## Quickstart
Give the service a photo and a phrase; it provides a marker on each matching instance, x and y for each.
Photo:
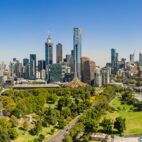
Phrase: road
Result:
(60, 136)
(2, 91)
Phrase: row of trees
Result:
(90, 120)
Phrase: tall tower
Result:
(49, 51)
(113, 58)
(77, 52)
(59, 53)
(132, 58)
(140, 59)
(33, 66)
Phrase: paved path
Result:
(60, 136)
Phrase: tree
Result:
(8, 104)
(38, 126)
(91, 125)
(13, 121)
(66, 112)
(120, 125)
(61, 123)
(67, 138)
(13, 133)
(25, 126)
(107, 125)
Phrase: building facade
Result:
(77, 49)
(59, 53)
(32, 66)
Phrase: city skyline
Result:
(25, 26)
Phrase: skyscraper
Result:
(26, 68)
(59, 53)
(87, 70)
(49, 51)
(131, 58)
(140, 59)
(77, 51)
(113, 58)
(41, 69)
(33, 66)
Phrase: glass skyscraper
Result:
(113, 58)
(33, 66)
(59, 53)
(77, 49)
(49, 51)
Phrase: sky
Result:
(105, 24)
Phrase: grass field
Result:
(26, 137)
(133, 119)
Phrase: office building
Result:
(77, 49)
(59, 53)
(26, 68)
(140, 59)
(41, 69)
(114, 57)
(132, 58)
(98, 77)
(49, 51)
(32, 66)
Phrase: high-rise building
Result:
(105, 76)
(113, 58)
(33, 66)
(41, 69)
(140, 59)
(26, 68)
(84, 69)
(59, 53)
(98, 77)
(77, 49)
(132, 58)
(49, 51)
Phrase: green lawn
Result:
(26, 137)
(133, 119)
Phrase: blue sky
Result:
(105, 24)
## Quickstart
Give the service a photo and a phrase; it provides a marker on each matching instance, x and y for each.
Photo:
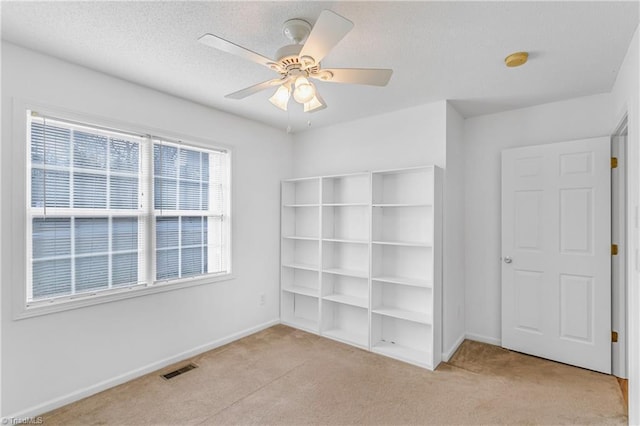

### What you have to do
Output the lines above verbatim, images excluded.

### Response box
## Quickstart
Give the service a photo and a phrase; it provides a marker on each matching instance, x and y for each.
Photo:
Phrase: road
Result:
(60, 136)
(2, 91)
Phrase: row of trees
Result:
(90, 120)
Phrase: tall tower
Result:
(49, 51)
(113, 58)
(77, 52)
(59, 53)
(132, 58)
(140, 59)
(33, 66)
Phrase: paved path
Result:
(60, 136)
Phrase: tree
Result:
(8, 104)
(38, 126)
(91, 125)
(13, 121)
(66, 112)
(120, 125)
(61, 123)
(67, 138)
(13, 133)
(25, 126)
(107, 125)
Phrase: building facade
Result:
(77, 49)
(59, 53)
(32, 66)
Phrase: city skyline
Result:
(25, 26)
Phrase: skyscraper
Result:
(26, 68)
(59, 53)
(87, 70)
(49, 51)
(131, 58)
(140, 59)
(77, 51)
(113, 58)
(41, 69)
(33, 66)
Phrase: glass skyscraper
Result:
(113, 58)
(33, 66)
(59, 53)
(77, 49)
(49, 51)
Phrase: sky
Result:
(105, 24)
Phrase: grass field
Result:
(26, 137)
(133, 119)
Phrase: office building
Result:
(77, 49)
(59, 53)
(26, 68)
(140, 59)
(41, 69)
(114, 57)
(132, 58)
(98, 77)
(49, 51)
(32, 66)
Phrase: high-rise building
Result:
(105, 76)
(113, 58)
(33, 66)
(41, 69)
(140, 59)
(26, 68)
(84, 69)
(59, 53)
(98, 77)
(77, 49)
(132, 58)
(49, 51)
Phrase: green lawn
Result:
(26, 137)
(133, 119)
Phrase: blue sky
Result:
(105, 24)
## Quickstart
Give the service a photo and a phrase; it provides a marker on each matching instance, x and y for each.
Photo:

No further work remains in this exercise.